■ **Work request**
Pictures stay out; everything else in the records gets transcribed exactly.

■ **Raw data**
* * * *
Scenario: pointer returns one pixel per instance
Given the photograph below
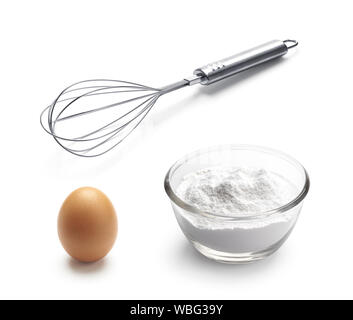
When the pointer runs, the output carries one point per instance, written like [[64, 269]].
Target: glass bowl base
[[235, 258]]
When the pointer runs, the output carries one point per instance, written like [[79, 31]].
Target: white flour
[[230, 191], [236, 192]]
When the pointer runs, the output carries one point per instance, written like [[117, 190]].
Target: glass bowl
[[237, 238]]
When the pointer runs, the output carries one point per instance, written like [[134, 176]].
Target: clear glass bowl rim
[[236, 217]]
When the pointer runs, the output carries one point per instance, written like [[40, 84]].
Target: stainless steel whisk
[[109, 120]]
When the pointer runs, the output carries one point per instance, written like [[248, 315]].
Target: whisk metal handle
[[242, 61]]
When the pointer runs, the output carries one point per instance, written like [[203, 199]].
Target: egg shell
[[87, 224]]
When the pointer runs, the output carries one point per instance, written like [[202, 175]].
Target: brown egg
[[87, 224]]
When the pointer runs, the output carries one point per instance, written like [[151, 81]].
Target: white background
[[301, 105]]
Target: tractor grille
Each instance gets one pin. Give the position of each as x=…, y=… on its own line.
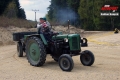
x=75, y=43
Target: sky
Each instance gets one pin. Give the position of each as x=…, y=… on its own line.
x=30, y=5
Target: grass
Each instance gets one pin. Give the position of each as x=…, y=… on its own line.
x=6, y=22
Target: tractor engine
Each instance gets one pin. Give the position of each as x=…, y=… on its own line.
x=66, y=44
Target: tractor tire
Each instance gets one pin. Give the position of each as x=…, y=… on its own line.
x=87, y=58
x=19, y=49
x=84, y=42
x=66, y=62
x=36, y=52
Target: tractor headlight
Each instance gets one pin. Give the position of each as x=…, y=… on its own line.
x=65, y=39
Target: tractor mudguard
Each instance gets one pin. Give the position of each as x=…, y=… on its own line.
x=26, y=37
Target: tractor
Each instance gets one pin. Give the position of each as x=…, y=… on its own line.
x=62, y=48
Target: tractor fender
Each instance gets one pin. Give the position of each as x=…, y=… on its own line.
x=26, y=37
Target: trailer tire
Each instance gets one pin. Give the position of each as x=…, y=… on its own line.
x=36, y=52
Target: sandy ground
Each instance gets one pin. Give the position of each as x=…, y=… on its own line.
x=104, y=45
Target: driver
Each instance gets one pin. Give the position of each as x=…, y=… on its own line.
x=44, y=28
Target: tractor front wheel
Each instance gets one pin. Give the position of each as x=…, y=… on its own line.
x=35, y=50
x=87, y=58
x=66, y=62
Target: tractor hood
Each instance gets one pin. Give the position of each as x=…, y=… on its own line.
x=62, y=36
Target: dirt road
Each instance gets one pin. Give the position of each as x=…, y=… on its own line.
x=106, y=48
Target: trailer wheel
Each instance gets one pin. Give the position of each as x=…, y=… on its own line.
x=66, y=62
x=87, y=58
x=19, y=49
x=35, y=50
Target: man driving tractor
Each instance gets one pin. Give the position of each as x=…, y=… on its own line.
x=45, y=28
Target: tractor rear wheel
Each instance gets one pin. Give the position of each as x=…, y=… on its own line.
x=66, y=62
x=35, y=50
x=87, y=58
x=19, y=49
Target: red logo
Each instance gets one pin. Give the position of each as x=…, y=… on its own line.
x=109, y=8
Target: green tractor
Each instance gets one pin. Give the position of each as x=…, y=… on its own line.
x=62, y=48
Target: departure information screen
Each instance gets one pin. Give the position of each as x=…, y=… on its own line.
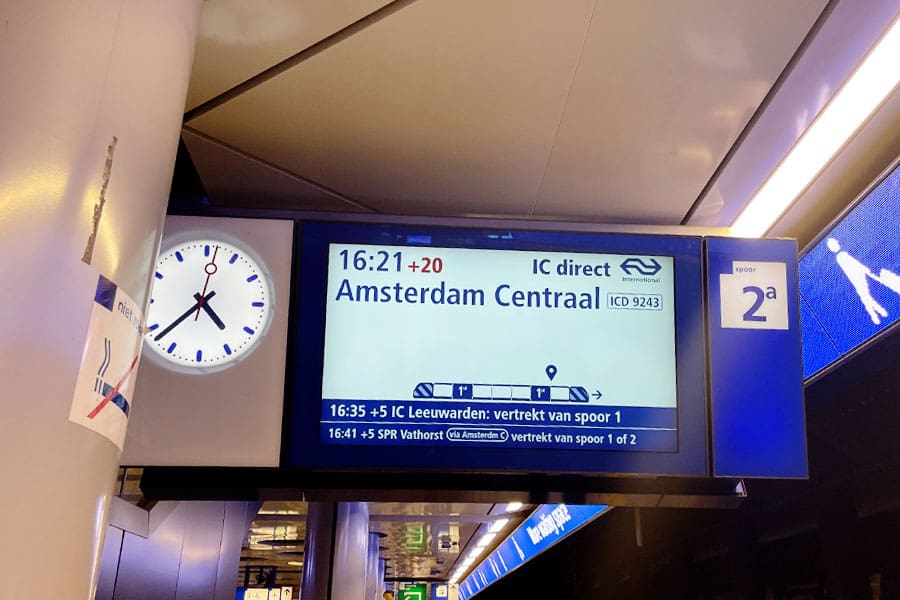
x=461, y=347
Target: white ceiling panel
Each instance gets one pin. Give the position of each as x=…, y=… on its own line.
x=238, y=39
x=233, y=179
x=662, y=91
x=445, y=107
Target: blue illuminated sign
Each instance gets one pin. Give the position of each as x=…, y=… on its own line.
x=850, y=278
x=465, y=349
x=545, y=527
x=756, y=381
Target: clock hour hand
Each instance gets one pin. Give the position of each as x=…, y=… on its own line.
x=208, y=310
x=184, y=316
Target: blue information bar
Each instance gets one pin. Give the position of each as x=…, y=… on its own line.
x=499, y=424
x=545, y=527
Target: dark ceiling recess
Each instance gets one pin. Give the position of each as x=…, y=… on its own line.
x=187, y=194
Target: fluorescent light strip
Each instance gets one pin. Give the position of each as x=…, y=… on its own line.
* * * *
■ **Task output**
Scenario: pointer returns one pixel per instance
Given the photograph below
When the pointer runs, the output carries one point per instance, written like [[64, 269]].
Target: glass bowl base
[[235, 258]]
When the pointer runs, the output carries one point per instance, written like [[79, 31]].
Target: white flour
[[230, 191], [236, 192]]
When the pointer runs, the output carries one point per instance, written like [[117, 190]].
Target: glass bowl
[[237, 238]]
When the pointer runs, the output carries one point per instance, written like [[134, 176]].
Target: clear glass bowl rim
[[236, 217]]
When the pointer runs, the output carries one point per instance, written like [[40, 84]].
Target: stainless steel whisk
[[109, 120]]
When the pointer runs, the output carries one point per instance, written like [[248, 315]].
Target: whisk metal handle
[[242, 61]]
When the pointer runs, the output carries one point per instance, written like [[203, 199]].
Target: egg shell
[[87, 224]]
When the pointer runs, the output carries one point per instance, written like [[202, 175]].
Target: brown egg
[[87, 224]]
When the pointer runs, the output carries one point per instance, written like [[151, 81]].
Target: white background
[[301, 105]]
Target: tractor grille
Each instance gets one pin. Give the position of each as x=…, y=… on its own line.
x=75, y=43
Target: sky
Each instance gets one pin. Give the position of each as x=…, y=… on its own line.
x=30, y=5
Target: grass
Each instance gets one pin. Give the position of each as x=…, y=… on its own line.
x=6, y=22
Target: tractor engine
Each instance gets one pin. Give the position of each as x=…, y=… on its own line.
x=66, y=44
Target: tractor tire
Each instance gets one pin. Give the position of each as x=…, y=… on its own line.
x=87, y=58
x=19, y=49
x=84, y=42
x=66, y=62
x=36, y=52
Target: tractor headlight
Each instance gets one pin. Give the position of each as x=…, y=… on its own line.
x=65, y=39
Target: tractor mudguard
Each instance gets one pin. Give the position of each as x=…, y=… on its own line.
x=26, y=37
Target: tractor
Each instance gets one pin. Give the position of each as x=…, y=… on its own line.
x=62, y=48
Target: tractor fender
Each instance gets one pin. Give the position of each as x=…, y=… on its own line.
x=26, y=37
Target: trailer tire
Each instance gets one pin. Give the position of each as x=…, y=… on its own line.
x=36, y=52
Target: sandy ground
Each instance gets one pin. Give the position of each as x=…, y=… on its own line.
x=104, y=45
Target: driver
Each instance gets one pin. Give the position of each as x=…, y=… on its own line.
x=44, y=28
Target: tractor front wheel
Each instance gets one pin. Give the position of each as x=…, y=… on its own line.
x=35, y=50
x=87, y=58
x=66, y=62
Target: tractor hood
Each instance gets one pin. Give the position of each as x=…, y=… on its own line.
x=62, y=36
Target: dirt road
Each instance gets one pin. Give the position of each as x=…, y=… on its own line.
x=106, y=48
Target: trailer wheel
Each instance gets one pin. Give the position of each as x=…, y=… on its own line.
x=66, y=62
x=87, y=58
x=19, y=49
x=35, y=50
Target: man driving tractor
Each instance gets one pin. Give the position of each as x=…, y=… on its own line.
x=45, y=28
Target: tractor rear wheel
Each instance gets one pin. Give the position of each as x=…, y=… on its own line.
x=66, y=62
x=35, y=50
x=87, y=58
x=19, y=49
Target: red logo
Each instance gets one pin. Give the position of each as x=…, y=… on its own line.
x=109, y=8
Target: green tractor
Each instance gets one pin. Give the position of each as x=…, y=… on its own line.
x=62, y=48
Target: departure information screen
Each instance gets one pin. Give the position of each as x=…, y=… on its own line.
x=461, y=347
Target: white ceiling panel
Each instance gets one pin. Give the position of each as x=…, y=… on its own line.
x=238, y=39
x=233, y=179
x=662, y=91
x=445, y=107
Target: blue illuminated sign
Each instance gets one pin. Give the position of each as x=…, y=… on its own line.
x=850, y=278
x=465, y=349
x=545, y=527
x=756, y=381
Target: clock hour hand
Each instance gets one pin. Give the position of each as x=…, y=… on its own line.
x=208, y=310
x=184, y=316
Target: blue information bar
Each instance gets one pin. Give the position of each as x=…, y=… on its own line.
x=499, y=424
x=545, y=527
Target: dark ceiling recess
Each instance gets one pin. Give the position of each as x=…, y=… on its own line.
x=187, y=194
Target: fluorescent light strip
Each instance gets one pin. Give the position of each as x=…, y=… on its own line.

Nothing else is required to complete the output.